##### INFORMATION SHOWN

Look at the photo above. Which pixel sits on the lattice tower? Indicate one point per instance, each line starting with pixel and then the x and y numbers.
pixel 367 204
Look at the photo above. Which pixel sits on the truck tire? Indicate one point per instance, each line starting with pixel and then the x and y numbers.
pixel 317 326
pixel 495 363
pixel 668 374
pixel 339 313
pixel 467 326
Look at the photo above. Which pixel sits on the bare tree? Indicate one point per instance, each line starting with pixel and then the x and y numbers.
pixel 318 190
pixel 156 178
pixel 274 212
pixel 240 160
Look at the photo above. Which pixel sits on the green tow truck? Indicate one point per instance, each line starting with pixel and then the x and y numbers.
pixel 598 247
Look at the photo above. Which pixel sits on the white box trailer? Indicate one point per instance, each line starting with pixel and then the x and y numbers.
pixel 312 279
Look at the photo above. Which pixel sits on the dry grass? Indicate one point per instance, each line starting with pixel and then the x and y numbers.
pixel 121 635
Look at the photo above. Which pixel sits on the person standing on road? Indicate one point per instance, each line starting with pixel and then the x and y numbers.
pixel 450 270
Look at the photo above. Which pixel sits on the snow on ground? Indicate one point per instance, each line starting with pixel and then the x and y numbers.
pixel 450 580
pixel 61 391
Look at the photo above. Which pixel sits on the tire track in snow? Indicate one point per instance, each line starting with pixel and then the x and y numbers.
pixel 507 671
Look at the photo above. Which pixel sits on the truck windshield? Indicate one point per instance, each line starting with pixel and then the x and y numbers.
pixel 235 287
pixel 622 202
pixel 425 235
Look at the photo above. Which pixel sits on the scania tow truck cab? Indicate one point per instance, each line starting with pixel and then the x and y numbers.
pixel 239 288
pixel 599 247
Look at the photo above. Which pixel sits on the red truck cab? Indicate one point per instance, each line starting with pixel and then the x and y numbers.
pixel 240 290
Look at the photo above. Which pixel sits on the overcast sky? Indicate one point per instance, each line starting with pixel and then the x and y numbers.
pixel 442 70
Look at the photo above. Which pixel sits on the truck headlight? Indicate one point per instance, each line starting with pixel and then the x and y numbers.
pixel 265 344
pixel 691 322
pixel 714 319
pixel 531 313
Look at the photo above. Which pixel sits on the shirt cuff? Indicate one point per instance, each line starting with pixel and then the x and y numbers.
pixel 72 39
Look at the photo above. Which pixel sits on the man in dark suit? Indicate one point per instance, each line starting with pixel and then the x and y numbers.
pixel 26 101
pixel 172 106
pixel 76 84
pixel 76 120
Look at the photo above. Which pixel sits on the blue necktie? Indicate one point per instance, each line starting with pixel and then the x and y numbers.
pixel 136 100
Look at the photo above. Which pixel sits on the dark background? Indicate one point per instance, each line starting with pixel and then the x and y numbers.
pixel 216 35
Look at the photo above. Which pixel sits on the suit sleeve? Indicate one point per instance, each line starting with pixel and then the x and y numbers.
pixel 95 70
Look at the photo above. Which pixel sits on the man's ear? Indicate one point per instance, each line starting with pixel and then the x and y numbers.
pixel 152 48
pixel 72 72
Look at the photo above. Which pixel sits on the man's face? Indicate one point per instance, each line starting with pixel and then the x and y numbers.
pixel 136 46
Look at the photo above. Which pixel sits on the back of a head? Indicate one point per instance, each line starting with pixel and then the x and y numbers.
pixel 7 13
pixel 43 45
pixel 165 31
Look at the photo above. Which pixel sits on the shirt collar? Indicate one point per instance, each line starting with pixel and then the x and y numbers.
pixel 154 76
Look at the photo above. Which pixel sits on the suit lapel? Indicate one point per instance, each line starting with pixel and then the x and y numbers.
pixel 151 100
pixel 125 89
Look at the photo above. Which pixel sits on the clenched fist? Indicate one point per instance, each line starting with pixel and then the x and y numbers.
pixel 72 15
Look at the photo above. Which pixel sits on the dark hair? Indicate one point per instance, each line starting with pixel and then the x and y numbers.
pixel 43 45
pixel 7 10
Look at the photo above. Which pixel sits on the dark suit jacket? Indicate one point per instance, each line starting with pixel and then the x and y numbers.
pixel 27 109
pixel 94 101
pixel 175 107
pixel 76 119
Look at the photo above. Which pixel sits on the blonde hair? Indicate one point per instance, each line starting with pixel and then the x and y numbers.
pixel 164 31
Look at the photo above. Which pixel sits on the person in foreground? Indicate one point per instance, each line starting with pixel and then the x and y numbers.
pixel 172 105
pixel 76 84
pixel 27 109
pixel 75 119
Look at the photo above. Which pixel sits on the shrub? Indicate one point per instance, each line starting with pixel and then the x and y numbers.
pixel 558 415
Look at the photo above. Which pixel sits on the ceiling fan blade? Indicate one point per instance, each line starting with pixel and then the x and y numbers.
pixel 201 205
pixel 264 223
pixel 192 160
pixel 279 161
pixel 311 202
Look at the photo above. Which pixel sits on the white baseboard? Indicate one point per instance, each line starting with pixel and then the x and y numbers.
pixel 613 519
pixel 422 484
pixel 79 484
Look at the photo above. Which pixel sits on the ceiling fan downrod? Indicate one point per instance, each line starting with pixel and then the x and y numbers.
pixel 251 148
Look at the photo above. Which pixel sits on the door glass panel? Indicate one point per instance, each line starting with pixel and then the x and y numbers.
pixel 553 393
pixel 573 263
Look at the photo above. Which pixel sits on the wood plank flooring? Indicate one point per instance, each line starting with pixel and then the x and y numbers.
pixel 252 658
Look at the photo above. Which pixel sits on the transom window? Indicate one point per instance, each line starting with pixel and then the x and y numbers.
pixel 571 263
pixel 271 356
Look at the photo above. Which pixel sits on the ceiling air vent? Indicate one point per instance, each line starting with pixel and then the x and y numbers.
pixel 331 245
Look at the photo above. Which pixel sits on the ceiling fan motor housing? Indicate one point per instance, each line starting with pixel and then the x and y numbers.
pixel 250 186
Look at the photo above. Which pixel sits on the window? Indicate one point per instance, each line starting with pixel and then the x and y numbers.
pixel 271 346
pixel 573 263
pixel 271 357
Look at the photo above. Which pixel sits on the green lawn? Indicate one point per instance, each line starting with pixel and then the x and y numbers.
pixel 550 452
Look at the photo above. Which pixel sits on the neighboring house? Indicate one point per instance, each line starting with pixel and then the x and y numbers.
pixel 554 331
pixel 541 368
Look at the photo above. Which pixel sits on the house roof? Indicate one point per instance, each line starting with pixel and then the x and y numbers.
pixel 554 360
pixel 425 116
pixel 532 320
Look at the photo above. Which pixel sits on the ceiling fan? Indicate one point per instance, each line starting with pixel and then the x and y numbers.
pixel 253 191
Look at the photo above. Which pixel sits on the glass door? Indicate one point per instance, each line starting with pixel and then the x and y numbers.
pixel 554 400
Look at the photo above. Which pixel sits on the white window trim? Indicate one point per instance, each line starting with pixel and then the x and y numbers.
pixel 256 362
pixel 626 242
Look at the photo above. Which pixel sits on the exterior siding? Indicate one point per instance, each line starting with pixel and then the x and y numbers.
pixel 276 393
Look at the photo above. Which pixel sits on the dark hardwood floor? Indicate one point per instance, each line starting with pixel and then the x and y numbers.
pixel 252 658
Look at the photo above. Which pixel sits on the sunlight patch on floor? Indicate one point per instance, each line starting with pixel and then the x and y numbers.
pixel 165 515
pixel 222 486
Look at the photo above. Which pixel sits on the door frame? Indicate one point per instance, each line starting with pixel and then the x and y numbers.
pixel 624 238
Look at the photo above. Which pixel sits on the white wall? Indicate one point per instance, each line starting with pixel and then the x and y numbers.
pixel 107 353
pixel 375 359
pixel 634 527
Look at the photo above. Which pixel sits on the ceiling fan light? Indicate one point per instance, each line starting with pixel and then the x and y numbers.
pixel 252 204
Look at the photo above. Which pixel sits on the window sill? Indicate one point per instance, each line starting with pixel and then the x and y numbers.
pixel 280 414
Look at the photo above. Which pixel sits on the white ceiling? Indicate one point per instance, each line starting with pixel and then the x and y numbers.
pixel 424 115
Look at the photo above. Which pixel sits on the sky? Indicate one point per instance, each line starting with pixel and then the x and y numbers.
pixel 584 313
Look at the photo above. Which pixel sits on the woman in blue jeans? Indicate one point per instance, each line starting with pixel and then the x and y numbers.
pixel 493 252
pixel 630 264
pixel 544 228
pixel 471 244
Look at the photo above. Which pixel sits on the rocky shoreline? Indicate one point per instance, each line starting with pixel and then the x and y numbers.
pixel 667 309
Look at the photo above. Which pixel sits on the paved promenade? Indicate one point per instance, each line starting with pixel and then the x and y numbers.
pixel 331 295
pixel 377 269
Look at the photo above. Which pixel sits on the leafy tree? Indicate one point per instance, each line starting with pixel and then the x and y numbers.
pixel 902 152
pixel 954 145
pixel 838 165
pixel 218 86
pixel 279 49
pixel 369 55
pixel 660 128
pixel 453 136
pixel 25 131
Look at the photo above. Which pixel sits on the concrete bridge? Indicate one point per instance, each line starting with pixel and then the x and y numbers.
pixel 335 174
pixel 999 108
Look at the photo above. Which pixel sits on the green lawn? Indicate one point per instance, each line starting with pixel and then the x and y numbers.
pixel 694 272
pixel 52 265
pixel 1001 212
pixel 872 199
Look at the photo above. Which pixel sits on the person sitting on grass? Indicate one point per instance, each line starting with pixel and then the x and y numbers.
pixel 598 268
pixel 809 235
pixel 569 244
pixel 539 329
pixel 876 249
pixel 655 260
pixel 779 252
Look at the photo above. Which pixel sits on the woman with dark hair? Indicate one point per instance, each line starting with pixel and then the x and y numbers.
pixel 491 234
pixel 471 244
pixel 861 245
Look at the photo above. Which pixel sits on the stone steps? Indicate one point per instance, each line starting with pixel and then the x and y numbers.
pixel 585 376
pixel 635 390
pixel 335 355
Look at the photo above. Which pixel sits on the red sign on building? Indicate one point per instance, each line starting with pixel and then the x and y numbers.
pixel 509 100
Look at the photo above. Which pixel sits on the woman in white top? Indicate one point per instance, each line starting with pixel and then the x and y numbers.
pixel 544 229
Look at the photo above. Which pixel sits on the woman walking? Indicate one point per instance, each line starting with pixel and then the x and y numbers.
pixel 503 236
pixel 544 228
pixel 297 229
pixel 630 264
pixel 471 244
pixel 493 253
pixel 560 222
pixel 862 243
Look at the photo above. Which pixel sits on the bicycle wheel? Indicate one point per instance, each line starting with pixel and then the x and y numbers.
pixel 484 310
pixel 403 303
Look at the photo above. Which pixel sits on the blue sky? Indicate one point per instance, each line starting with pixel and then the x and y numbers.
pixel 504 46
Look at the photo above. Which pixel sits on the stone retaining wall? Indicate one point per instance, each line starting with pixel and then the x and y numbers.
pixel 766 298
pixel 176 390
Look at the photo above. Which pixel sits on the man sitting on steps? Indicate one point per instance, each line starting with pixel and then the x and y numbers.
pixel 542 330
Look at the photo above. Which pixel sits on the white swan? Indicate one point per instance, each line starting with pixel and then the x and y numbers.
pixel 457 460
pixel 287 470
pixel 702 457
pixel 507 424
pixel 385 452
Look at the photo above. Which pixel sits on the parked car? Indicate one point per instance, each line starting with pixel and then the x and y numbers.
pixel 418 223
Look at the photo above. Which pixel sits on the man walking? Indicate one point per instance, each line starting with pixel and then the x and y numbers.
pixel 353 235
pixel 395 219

##########

• **EXERCISE OBJECTIVE**:
Give again the lines from the line holding "the blue sky?" through the close of the listing, both included, exactly as written and with nothing else.

• **OUTPUT FOR THIS EXERCISE**:
Look at the photo above. Which pixel sits on the blue sky? Indicate one point per instance, each line starting with pixel and then the x and y numbers.
pixel 504 46
Look at the photo above. Which pixel sits on the stone retaining wall? Indicate one point per instance, each line starting with pixel and then the x and y numbers.
pixel 766 298
pixel 176 390
Look at the photo above. Which pixel sits on the man sitting on steps? Indicate one point per instance, each line starting with pixel and then the x and y numbers.
pixel 542 330
Look at the photo above. Which pixel sits on the white swan? Indicate one point per instance, each line starting with pixel and then the x and y numbers.
pixel 457 460
pixel 287 470
pixel 702 457
pixel 507 424
pixel 385 452
Look at the photo above. Which pixel sits on the parked car? Indicate one point per instance, each line starting with pixel and then the x and y numbers.
pixel 418 223
Look at the photo above. Which pixel sits on the man walking? Indicate one point per instance, each line starting with pixel and then the x and y numbers.
pixel 353 235
pixel 395 219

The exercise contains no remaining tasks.